***** Data for the task *****

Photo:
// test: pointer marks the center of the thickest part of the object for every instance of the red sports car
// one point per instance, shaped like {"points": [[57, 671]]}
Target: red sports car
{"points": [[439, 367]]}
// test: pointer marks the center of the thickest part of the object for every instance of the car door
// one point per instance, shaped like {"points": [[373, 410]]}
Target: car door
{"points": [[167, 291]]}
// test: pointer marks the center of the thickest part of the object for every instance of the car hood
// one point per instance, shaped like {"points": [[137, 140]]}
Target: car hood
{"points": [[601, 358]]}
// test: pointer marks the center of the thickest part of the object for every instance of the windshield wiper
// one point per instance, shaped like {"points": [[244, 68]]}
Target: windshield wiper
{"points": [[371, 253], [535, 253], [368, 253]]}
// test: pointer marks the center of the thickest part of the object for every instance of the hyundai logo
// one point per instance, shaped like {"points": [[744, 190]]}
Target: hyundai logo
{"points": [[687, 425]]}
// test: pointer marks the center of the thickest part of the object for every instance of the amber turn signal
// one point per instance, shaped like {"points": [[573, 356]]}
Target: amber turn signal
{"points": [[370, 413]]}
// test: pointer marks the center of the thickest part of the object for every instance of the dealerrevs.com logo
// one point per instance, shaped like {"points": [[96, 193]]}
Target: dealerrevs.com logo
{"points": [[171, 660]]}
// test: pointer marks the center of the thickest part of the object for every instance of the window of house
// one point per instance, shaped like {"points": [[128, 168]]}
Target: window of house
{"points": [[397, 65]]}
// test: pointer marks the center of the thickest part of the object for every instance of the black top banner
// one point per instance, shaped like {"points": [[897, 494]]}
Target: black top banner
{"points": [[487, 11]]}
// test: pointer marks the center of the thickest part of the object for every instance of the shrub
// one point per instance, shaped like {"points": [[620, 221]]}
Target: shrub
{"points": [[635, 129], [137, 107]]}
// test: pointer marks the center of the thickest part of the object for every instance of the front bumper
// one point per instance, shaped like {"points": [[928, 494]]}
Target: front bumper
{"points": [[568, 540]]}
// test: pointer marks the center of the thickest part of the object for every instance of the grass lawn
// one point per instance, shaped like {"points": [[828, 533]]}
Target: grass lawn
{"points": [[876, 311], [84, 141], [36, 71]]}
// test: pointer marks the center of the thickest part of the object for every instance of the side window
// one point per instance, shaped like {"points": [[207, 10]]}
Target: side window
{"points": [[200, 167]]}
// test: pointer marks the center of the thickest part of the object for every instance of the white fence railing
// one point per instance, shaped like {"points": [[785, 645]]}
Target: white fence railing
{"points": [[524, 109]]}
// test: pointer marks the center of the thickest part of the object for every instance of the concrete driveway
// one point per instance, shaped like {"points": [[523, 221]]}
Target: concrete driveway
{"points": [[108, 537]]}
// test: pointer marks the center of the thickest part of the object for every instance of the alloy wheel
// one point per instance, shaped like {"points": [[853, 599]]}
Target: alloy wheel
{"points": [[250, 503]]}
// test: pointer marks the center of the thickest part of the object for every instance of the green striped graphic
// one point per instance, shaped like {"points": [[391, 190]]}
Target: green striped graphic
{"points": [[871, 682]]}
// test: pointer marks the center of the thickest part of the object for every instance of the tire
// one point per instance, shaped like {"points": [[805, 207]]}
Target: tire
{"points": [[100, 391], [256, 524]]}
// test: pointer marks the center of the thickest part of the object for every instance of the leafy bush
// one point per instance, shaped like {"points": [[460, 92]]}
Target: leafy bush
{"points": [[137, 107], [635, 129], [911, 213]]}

*****

> _Aim_
Format the lines from the one containing "the leafy bush" through the end of the material as a Markdown table with two columns, Row and Line. Put a running number in Row and the line itself in Line, and leave out any blank lines.

> _Solution_
| Row | Line |
|---|---|
| 1 | // test: pointer marks the center of the thickest part of the object for every instance of the leafy bush |
| 2 | // one point per instance, shaped like {"points": [[460, 92]]} |
| 3 | Target: leafy bush |
| 4 | {"points": [[137, 107], [635, 129], [911, 213]]} |